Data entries
───
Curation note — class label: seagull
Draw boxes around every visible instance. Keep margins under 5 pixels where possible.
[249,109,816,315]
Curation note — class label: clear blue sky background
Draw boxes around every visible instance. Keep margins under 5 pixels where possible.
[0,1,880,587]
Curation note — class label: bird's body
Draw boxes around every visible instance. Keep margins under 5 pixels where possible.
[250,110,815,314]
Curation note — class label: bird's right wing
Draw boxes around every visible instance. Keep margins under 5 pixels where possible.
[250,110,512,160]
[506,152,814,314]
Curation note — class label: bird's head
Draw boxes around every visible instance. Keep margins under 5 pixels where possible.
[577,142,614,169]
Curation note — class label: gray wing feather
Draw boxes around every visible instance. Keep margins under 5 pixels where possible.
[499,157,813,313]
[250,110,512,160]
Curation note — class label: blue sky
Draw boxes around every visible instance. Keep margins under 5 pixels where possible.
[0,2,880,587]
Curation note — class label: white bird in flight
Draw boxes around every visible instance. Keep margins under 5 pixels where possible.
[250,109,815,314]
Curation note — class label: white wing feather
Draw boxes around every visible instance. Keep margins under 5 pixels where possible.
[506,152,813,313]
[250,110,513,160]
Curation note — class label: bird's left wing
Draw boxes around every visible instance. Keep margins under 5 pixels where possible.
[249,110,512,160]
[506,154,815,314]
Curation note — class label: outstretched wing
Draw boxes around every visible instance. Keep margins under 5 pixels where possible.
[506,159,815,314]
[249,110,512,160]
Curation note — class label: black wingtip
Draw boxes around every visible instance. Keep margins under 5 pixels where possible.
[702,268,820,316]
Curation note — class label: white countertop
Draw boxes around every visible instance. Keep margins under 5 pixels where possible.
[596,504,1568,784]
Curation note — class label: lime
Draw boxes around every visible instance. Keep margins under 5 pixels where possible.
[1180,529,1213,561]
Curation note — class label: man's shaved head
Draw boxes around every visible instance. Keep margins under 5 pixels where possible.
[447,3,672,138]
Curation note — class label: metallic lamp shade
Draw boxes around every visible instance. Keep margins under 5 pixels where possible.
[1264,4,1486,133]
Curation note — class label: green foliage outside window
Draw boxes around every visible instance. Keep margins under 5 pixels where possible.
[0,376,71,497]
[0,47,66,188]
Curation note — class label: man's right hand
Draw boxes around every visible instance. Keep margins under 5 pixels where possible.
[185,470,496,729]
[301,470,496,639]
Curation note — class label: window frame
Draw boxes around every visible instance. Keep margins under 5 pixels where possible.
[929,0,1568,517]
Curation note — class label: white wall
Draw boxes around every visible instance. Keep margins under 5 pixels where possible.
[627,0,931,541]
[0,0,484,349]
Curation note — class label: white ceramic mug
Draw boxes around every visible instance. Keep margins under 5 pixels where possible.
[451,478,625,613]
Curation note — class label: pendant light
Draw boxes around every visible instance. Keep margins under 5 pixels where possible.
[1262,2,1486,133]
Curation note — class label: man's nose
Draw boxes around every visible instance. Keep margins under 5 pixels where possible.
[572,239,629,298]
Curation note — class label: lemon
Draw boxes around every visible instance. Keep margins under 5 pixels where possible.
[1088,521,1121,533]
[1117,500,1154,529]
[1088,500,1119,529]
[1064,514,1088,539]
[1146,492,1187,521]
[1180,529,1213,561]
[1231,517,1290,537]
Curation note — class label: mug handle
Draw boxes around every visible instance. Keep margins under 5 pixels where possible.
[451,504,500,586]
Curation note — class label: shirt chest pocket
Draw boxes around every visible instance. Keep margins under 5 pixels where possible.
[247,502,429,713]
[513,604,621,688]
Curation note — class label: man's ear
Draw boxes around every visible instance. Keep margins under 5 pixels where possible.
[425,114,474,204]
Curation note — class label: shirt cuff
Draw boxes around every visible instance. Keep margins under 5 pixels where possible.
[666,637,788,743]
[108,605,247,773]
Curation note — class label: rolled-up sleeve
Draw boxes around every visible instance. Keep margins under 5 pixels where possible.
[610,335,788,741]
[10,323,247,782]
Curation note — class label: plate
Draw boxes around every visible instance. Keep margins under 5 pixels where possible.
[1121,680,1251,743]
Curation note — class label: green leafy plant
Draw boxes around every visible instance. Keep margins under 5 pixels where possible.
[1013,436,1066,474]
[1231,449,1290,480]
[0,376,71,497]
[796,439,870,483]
───
## [Work to complete]
Update the listing above by replacing every "5 pixels" with "3 pixels", keeping all other text the same.

## [Exercise answer]
Curation note — class label: seagull
Draw boxes around every visible instance. Keep margins under 3 pixels where possible.
[249,109,816,315]
Curation note — class label: clear blue sky background
Draw boxes around every visible instance. Keep margins under 3 pixels where possible.
[0,1,880,587]
Curation note — class label: bird's body
Draw boxes around every visible instance. Keep margins under 3 pixels where possible.
[250,110,815,314]
Curation note — class label: bird's right wing
Draw boxes around every visible instance. Keep margins under 3 pixels where possible.
[250,110,512,160]
[506,152,814,314]
Curation note — class label: bird's head
Draw boxes around every visible instance. Keep margins under 3 pixels where possible.
[577,142,614,169]
Curation note — class label: gray wing feather
Draw boxes around every visible instance. Keep margins under 3 pixels where possible.
[499,157,813,313]
[250,110,512,160]
Curation note — class label: blue sky
Draw boxes around every visible instance. Keep margins under 3 pixels where possible.
[0,2,880,587]
Curation note — class label: white bird in flight
Draw boxes around every visible instance. Keep margins under 3 pixels where possible.
[250,109,815,314]
Curation note — class label: white wing feather
Draw boxes around every visible instance. Keep margins under 3 pixels where possible.
[506,152,813,313]
[250,110,513,160]
Curation note — class label: bird's left wing
Draw boxes around every visible instance. Keep margins under 3 pixels where possible.
[249,110,512,160]
[506,154,815,314]
Curation note — class label: outstretched wing
Draw boxes around every visible instance. Keep margins under 3 pixels where possible.
[506,159,815,314]
[249,110,512,160]
Curation note — class label: black wingtip
Draw boxes around every visible instance. Keep margins under 3 pixels where possible.
[702,268,820,316]
Curation note — class label: white countertop
Draw boxes around every visible instance. Keep margins under 3 pixels where possible.
[596,504,1568,784]
Curation note — class label: lime
Draw boxes around every visible instance. Keep margins under 3 pixels where possible.
[1180,529,1213,561]
Curation note — class label: man's shaved head
Draw boxes around every visible instance. Keep margins under 3 pixels where possible.
[447,3,672,138]
Curation note — class label: metallic lamp shade
Draw boxes around every visible instance. Keep margins under 3 pixels where possible.
[1264,4,1486,133]
Curation note — class label: green foliage outside window
Draw boxes around every visible instance. Keep margins under 3 pixels where possible.
[0,376,71,497]
[0,47,66,188]
Curation note — class label: man's right hand
Draw boxes around every visible instance. Keep margins under 3 pixels where possible.
[185,470,496,729]
[301,470,496,639]
Curation note — class label: window frame
Draw boxes around every visible instance. Keep margins under 3 pixels where possible.
[929,0,1568,517]
Curation note — class label: white wall
Draw boxes around every visible instance. Keep margins under 3 pixels where possible.
[627,0,931,541]
[0,0,484,349]
Curation note — class label: white ceramic mug
Draw boxes around every visible instance. Keep margins under 3 pixels where possible.
[451,478,625,613]
Curation note — class label: pendant light
Draw boxes around every visible instance. Keep margins under 3 pixels where possible.
[1262,2,1486,133]
Curation note — class label: man's nose
Draw boxes around every visible instance. Keep margins under 3 pixels where possible.
[572,239,629,298]
Curation note — class label: lemon
Draw boxes around every visible instance. Keep margins under 3 pixels where possible.
[1088,521,1121,533]
[1117,500,1154,529]
[1088,500,1119,529]
[1064,514,1088,539]
[1146,492,1187,521]
[1180,529,1213,561]
[1231,517,1290,537]
Curation note — class label: mug handle
Draw boxes around every visible instance. Keep margins under 3 pixels where possible.
[451,504,500,586]
Curation note — class label: shirt chest pocket
Draw boxes around every visible instance. Keep margins under 3 pixels where possible.
[247,502,429,713]
[513,604,621,688]
Curation note — class label: man's ear
Draw boxes around every visible instance. Keep margins under 3 pixels where possible.
[425,114,474,204]
Curation note — class label: shirt cuff
Draw boxes around every visible instance. Keep margins under 3 pixels where possible.
[666,637,788,743]
[108,605,247,773]
Curation note — class label: rolled-up sleeve
Draw boxes around every visible instance. Keep margins under 3 pixels where possible.
[610,335,788,741]
[10,323,247,782]
Curation note — class label: plate
Draw boxes around every visible instance. Keep margins under 3 pixels where possible.
[1121,680,1251,743]
Curation note — class label: green leafy plant
Draw boxes around every visible instance. Keep margins under 3 pixels where possible.
[1013,436,1066,474]
[1231,449,1290,480]
[0,376,71,497]
[796,439,870,483]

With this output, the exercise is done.